◆ Your goal
Copy only those lines which run from the line containing "Where can the person in" to the end of the entries below, both inclusive, exactly as written and with no pictures.

┏━━

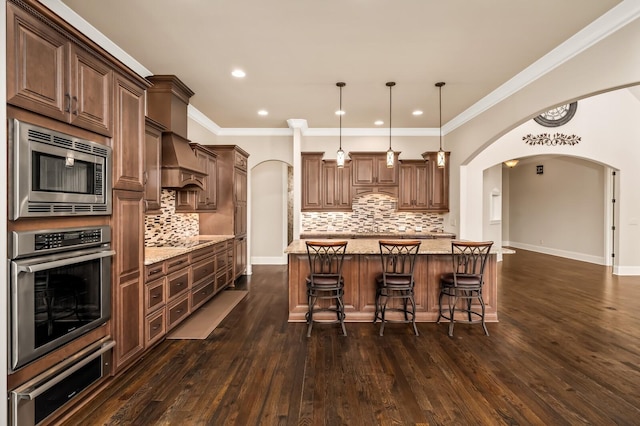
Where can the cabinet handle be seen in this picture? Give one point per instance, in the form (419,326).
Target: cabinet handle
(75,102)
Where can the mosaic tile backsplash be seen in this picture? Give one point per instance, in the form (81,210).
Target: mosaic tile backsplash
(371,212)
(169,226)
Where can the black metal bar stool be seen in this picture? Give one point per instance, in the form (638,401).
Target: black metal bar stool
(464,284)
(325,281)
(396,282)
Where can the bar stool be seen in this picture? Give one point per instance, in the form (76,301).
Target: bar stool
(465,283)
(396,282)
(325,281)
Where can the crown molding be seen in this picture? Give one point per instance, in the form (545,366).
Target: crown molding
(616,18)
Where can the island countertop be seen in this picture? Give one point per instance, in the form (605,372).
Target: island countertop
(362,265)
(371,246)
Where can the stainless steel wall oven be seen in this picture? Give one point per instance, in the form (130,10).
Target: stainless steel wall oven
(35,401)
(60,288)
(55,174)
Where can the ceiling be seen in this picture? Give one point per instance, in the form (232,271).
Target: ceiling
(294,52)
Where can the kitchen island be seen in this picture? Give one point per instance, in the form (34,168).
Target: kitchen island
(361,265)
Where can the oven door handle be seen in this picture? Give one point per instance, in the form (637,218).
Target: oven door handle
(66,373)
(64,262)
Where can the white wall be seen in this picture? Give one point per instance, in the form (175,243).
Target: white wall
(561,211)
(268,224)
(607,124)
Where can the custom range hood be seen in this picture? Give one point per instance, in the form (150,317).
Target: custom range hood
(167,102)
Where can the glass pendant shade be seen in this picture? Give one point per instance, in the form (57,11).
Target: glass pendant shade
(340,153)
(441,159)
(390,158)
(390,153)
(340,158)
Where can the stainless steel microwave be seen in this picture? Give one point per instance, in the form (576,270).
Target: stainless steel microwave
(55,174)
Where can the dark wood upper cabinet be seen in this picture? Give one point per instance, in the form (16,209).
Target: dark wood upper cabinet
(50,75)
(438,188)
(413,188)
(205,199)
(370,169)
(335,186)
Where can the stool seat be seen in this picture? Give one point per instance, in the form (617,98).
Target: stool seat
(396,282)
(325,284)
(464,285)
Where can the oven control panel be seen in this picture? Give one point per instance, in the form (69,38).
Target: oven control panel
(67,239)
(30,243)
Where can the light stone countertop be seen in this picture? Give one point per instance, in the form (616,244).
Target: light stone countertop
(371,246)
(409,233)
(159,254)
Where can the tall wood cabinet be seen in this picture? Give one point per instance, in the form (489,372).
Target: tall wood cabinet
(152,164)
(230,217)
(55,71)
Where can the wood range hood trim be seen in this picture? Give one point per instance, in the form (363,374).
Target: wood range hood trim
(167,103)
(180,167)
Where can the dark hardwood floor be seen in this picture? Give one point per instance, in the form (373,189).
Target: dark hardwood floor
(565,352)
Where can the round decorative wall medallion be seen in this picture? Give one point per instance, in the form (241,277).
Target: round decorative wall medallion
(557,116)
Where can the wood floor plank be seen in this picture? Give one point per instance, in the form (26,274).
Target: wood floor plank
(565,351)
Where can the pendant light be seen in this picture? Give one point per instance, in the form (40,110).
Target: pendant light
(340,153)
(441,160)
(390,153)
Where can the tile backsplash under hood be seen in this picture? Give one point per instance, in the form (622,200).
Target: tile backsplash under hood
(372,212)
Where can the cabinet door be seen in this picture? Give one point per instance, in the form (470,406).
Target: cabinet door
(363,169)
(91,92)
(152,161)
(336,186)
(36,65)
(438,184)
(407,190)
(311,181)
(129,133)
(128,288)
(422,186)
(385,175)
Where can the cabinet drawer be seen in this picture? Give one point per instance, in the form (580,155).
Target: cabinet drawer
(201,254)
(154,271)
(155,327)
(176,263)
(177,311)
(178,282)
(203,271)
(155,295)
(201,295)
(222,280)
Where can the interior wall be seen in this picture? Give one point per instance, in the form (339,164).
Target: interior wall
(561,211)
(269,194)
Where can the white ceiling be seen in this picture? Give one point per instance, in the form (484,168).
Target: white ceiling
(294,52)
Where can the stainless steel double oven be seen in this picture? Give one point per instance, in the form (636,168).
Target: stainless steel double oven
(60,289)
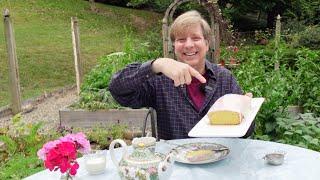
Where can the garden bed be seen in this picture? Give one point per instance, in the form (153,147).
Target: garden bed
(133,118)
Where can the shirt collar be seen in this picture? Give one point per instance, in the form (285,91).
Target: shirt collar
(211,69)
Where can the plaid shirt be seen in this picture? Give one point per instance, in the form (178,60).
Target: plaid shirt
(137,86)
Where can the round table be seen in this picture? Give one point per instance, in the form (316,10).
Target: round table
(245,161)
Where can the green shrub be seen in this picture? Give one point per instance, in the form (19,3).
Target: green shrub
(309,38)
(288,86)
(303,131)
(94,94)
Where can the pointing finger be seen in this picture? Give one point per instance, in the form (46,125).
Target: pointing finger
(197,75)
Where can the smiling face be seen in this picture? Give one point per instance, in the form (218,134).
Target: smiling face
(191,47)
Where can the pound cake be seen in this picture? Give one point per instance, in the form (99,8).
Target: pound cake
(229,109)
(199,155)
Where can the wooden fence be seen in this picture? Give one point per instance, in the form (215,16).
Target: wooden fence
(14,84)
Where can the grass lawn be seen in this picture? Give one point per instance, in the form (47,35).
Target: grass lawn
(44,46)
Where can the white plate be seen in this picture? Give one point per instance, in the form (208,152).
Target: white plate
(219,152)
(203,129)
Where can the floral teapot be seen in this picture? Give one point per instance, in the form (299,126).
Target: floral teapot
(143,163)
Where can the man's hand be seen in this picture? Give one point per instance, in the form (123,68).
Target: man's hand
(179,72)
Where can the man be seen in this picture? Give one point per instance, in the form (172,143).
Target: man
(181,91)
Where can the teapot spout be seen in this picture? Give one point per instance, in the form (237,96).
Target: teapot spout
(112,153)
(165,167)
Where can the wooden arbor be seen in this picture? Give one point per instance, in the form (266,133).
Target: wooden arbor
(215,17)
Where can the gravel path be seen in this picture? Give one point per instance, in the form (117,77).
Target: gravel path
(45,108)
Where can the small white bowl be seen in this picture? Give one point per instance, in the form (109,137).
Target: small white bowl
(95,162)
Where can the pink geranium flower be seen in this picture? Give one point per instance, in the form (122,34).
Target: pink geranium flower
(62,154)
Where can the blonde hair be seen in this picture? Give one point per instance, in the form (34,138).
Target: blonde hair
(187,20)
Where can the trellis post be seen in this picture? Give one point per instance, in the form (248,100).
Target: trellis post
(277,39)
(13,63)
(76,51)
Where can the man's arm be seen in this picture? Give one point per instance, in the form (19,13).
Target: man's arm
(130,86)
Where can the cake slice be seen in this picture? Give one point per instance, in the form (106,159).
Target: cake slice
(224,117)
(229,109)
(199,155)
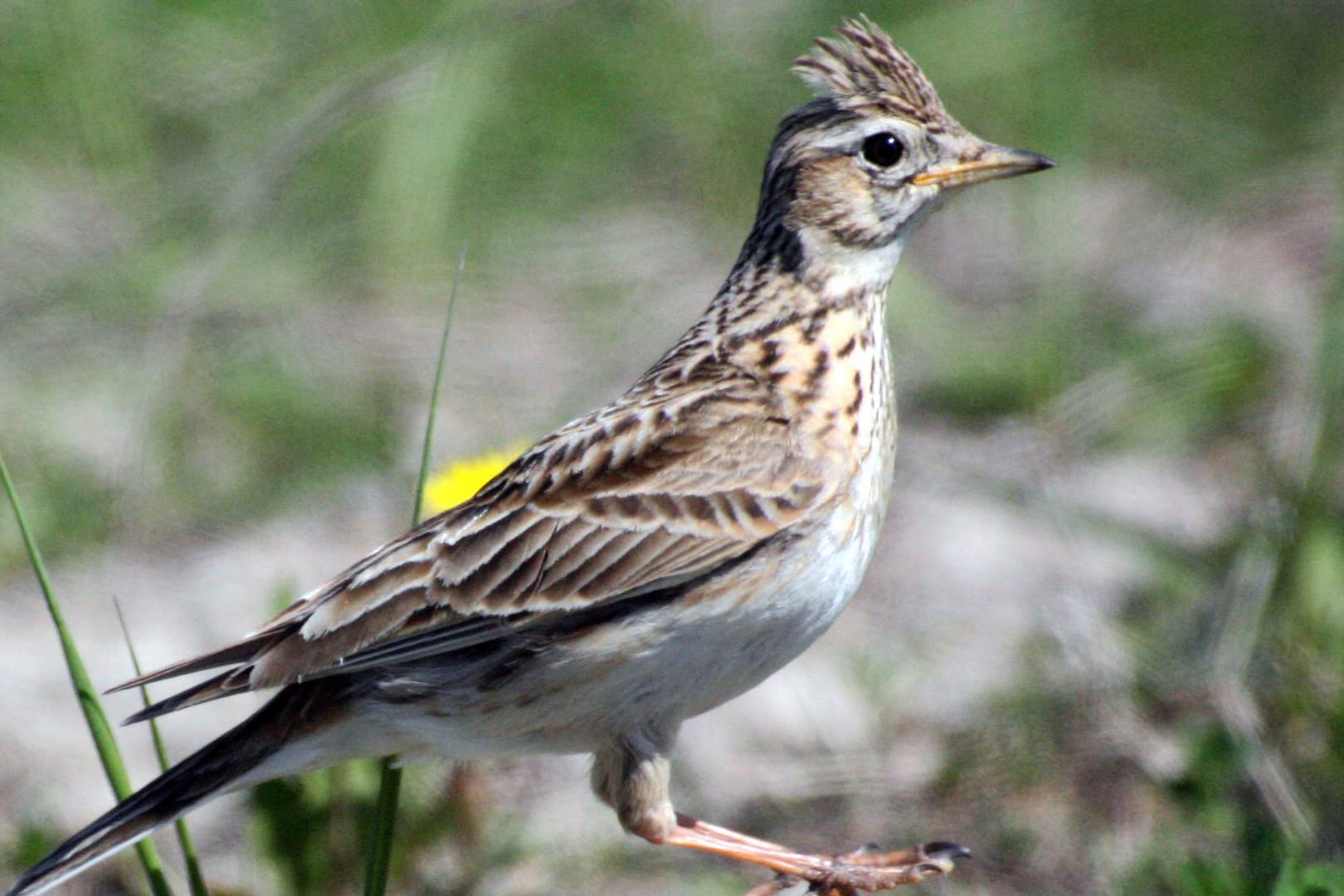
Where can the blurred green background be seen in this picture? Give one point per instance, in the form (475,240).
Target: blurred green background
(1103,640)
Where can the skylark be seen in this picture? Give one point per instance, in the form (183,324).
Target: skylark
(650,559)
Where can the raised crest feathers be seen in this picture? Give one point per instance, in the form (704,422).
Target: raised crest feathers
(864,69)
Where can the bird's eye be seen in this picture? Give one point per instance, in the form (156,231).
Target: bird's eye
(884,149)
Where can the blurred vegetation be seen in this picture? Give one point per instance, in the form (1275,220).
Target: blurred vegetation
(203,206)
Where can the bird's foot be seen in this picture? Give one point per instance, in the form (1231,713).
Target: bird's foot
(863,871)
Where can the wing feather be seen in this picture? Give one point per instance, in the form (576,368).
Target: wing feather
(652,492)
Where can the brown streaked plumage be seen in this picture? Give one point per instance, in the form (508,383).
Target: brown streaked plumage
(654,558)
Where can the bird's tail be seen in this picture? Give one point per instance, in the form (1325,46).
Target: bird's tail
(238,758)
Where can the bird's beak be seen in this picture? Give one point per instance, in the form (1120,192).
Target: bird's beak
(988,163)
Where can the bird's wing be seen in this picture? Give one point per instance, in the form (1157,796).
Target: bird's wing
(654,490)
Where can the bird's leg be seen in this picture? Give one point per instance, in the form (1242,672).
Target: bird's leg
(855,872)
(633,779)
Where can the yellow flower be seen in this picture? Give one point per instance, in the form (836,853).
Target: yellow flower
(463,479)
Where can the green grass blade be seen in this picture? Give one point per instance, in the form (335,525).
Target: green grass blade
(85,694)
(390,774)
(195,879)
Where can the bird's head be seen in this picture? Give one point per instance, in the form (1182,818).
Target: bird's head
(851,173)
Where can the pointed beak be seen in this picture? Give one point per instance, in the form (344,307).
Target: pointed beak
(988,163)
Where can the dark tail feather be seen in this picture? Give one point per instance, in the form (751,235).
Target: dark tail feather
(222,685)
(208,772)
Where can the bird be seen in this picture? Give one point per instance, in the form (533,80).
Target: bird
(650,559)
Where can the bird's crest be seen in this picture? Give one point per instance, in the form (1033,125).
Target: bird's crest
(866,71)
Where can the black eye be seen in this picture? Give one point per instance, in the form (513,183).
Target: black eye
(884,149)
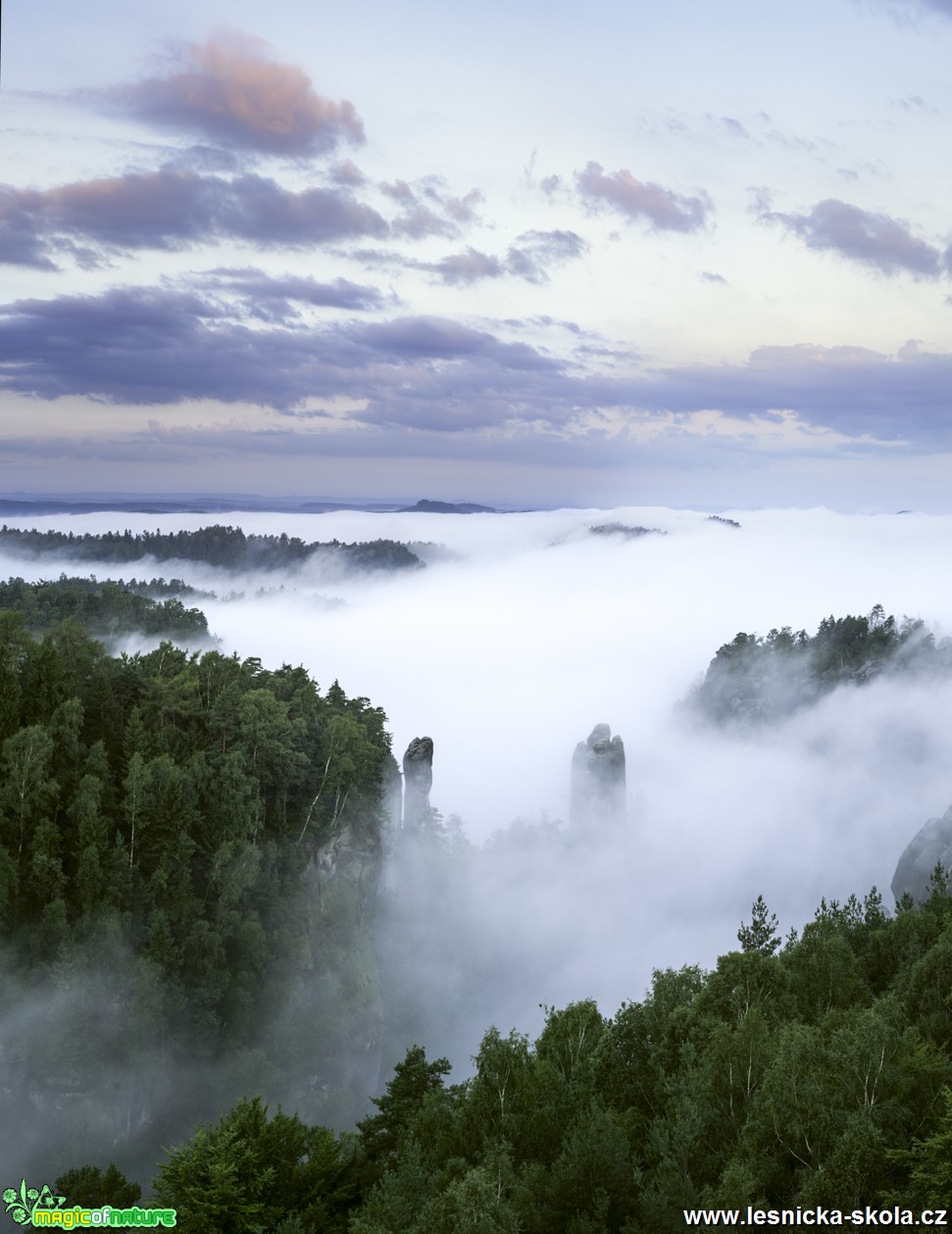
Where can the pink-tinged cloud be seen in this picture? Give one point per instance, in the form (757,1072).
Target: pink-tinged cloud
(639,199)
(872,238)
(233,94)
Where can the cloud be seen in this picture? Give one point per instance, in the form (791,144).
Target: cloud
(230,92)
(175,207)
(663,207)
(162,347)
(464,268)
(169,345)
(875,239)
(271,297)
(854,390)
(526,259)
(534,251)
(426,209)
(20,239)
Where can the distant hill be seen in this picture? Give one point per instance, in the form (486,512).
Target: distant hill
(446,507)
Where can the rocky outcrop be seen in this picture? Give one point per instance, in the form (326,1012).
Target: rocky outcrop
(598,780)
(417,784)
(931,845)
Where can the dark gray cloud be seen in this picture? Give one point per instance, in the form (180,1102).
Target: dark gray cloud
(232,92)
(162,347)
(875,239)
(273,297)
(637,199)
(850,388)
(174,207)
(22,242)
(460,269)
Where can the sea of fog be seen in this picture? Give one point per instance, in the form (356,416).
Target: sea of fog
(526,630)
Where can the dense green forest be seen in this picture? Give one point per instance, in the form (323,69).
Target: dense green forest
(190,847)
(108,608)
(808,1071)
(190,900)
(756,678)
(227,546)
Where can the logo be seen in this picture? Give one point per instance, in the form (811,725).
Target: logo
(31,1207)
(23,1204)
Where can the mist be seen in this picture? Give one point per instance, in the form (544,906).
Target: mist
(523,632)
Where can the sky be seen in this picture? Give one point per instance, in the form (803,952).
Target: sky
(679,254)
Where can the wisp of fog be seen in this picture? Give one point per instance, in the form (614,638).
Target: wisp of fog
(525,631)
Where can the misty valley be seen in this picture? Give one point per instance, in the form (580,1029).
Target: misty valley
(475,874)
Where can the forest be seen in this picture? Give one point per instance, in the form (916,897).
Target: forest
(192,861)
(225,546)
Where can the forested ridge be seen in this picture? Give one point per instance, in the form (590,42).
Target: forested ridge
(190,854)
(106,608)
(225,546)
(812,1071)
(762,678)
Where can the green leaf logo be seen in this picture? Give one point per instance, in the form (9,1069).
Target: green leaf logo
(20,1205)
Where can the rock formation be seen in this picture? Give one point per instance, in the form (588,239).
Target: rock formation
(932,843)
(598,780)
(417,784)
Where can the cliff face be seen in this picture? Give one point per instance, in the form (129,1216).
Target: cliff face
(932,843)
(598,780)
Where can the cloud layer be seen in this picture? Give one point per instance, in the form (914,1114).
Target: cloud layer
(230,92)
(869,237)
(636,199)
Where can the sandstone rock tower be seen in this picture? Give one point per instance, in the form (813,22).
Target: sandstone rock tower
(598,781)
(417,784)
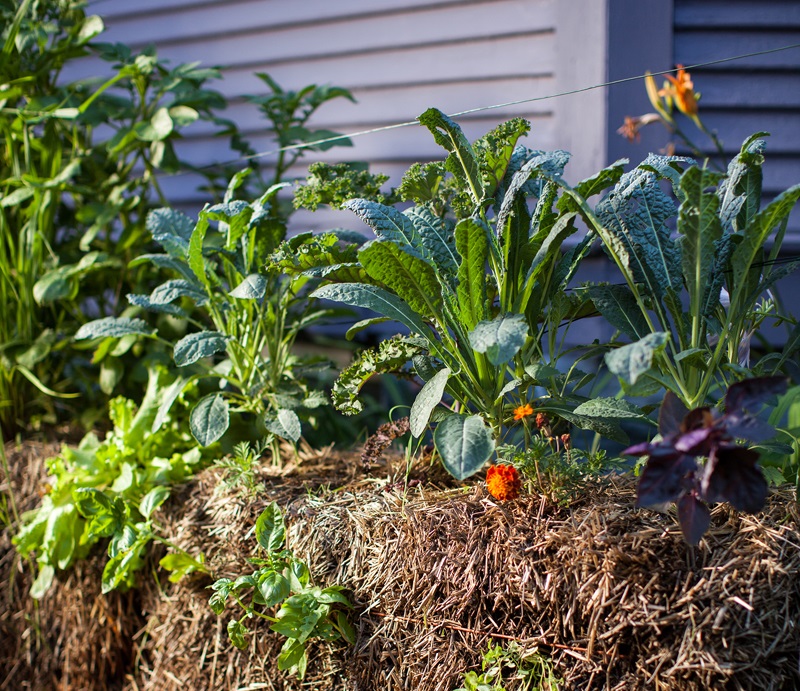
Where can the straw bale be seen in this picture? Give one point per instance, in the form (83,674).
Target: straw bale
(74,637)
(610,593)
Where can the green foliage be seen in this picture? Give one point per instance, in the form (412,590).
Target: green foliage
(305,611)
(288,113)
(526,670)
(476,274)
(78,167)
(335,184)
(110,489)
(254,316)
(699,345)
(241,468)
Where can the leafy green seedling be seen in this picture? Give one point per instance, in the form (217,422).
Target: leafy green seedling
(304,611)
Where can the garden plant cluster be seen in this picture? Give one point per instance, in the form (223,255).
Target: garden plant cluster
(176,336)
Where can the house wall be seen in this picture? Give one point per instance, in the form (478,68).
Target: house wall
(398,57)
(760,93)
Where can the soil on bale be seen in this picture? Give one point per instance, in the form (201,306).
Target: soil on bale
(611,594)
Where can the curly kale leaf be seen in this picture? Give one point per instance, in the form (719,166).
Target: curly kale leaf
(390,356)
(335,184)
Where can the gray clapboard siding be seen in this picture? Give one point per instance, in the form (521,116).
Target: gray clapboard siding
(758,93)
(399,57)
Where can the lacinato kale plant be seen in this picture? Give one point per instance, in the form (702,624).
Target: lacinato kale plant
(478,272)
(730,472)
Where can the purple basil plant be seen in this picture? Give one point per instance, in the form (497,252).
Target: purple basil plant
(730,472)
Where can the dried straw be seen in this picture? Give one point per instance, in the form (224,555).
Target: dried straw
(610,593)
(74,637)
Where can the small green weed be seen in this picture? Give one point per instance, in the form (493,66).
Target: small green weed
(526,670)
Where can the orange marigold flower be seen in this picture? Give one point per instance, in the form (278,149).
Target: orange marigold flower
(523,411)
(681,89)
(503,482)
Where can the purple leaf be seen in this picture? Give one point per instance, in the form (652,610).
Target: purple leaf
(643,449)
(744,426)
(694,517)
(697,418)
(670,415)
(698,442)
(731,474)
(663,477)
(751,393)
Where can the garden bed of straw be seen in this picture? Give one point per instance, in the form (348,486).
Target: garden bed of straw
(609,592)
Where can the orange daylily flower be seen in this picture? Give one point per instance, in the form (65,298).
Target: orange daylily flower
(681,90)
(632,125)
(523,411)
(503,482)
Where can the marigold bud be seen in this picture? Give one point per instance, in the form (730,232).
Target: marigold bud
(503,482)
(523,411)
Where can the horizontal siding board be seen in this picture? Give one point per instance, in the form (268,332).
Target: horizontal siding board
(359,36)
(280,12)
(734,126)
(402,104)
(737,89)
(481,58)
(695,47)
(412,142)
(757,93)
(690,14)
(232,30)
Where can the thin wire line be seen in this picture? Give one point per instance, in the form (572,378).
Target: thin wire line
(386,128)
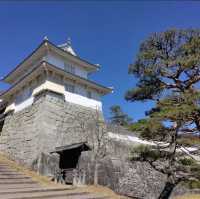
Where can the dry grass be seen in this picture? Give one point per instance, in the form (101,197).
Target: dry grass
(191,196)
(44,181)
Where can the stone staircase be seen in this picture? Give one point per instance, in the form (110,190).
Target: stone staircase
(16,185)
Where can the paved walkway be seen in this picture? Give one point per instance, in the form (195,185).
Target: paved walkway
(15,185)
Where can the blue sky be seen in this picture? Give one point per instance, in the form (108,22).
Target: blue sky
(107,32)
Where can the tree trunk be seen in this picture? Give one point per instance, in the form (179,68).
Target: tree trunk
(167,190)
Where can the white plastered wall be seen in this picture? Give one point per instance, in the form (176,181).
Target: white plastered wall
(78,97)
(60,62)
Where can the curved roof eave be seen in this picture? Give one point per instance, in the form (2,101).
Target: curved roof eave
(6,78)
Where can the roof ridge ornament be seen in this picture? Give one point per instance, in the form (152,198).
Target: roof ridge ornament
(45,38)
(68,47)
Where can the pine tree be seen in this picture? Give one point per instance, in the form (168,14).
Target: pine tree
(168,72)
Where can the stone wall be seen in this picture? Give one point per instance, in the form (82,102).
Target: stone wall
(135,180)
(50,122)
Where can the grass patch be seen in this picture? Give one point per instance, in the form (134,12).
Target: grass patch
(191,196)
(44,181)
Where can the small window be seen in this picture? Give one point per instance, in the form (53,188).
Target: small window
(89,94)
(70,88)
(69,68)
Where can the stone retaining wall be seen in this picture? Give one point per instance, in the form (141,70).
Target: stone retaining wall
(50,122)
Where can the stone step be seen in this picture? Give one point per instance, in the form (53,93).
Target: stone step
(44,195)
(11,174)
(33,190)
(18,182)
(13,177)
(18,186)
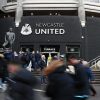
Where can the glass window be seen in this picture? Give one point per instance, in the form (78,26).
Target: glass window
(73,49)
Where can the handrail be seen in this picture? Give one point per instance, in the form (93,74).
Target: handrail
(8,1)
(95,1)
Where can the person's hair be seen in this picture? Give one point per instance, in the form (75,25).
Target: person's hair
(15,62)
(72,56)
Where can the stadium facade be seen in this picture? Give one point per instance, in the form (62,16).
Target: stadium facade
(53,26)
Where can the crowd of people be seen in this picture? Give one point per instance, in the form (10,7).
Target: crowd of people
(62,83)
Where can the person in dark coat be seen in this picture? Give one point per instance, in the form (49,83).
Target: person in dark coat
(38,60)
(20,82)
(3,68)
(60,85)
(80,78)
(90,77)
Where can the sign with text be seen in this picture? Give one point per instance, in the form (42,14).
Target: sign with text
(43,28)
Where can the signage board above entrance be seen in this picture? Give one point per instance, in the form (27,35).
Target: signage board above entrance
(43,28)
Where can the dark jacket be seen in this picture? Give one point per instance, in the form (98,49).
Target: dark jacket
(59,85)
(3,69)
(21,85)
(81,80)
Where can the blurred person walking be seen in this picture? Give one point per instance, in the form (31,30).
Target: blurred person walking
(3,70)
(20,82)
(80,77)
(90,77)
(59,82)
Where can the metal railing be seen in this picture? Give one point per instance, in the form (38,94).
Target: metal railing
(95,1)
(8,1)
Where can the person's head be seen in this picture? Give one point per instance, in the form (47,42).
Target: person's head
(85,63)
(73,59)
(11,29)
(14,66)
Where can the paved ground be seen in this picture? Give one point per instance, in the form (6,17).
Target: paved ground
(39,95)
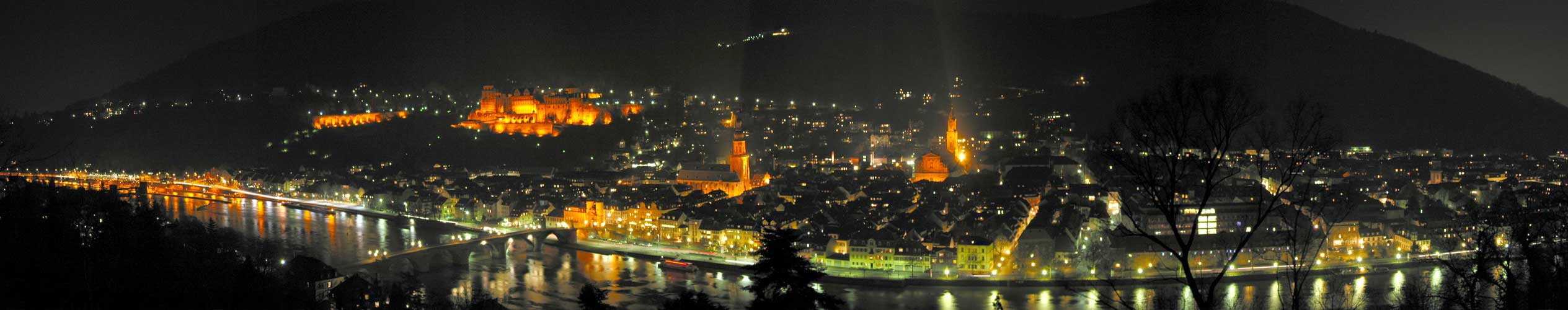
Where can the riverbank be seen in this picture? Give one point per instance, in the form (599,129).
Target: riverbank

┗━━

◆ Written solution
Where can the person in dark coat be seen in this picture? Give one point per instance, in the form (49,83).
Target: person in dark coat
(38,60)
(20,82)
(3,68)
(60,85)
(80,78)
(90,77)
Where can the sign with text be seen in this picture? Give one point per instance, in the form (42,14).
Target: sign with text
(43,28)
Where can the signage board above entrance be seen in this picture? Give one point per instance, in the form (27,35).
Target: signage board above entrance
(43,28)
Where can the dark jacket be seen in this picture? Give one point per instance, in the form (98,49).
Target: dark jacket
(59,85)
(3,69)
(21,85)
(81,80)
Where can the blurred person walking be seen in this picture? Give one point per instance, in the form (31,30).
Target: blurred person walking
(3,70)
(20,82)
(80,77)
(90,77)
(59,82)
Where can the metal railing be seen in this picture? Give one point per instance, in the form (38,94).
Target: metal railing
(95,1)
(8,1)
Where can the person's head be seen in this picture? Give one point per instance, in the form (47,42).
Target: person's head
(85,63)
(73,59)
(11,29)
(14,66)
Where can the paved ground be seen in this picture? Give one point per instance, in the form (6,17).
Target: paved ground
(39,95)
Where can the riverbank be seen in this picture? Give one point per instance, in the form (599,129).
Target: riverbank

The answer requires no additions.